INPUT RECORDS:

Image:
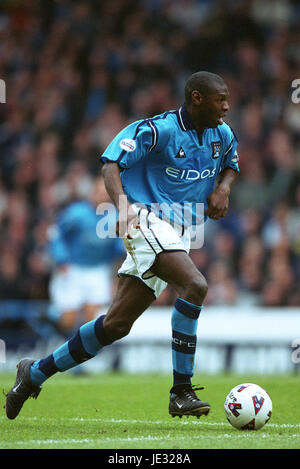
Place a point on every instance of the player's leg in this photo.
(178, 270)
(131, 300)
...
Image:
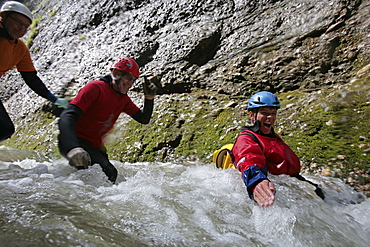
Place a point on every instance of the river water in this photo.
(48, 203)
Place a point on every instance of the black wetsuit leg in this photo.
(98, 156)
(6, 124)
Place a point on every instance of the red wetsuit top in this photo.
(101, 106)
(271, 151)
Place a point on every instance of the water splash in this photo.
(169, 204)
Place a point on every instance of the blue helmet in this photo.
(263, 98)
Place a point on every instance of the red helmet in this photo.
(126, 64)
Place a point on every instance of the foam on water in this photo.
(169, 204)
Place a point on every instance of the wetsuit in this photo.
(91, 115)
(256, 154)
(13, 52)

DIRECTION: How many lines of the material above contain the string "this"? Case counts. State only the number.

FULL OUTPUT: 9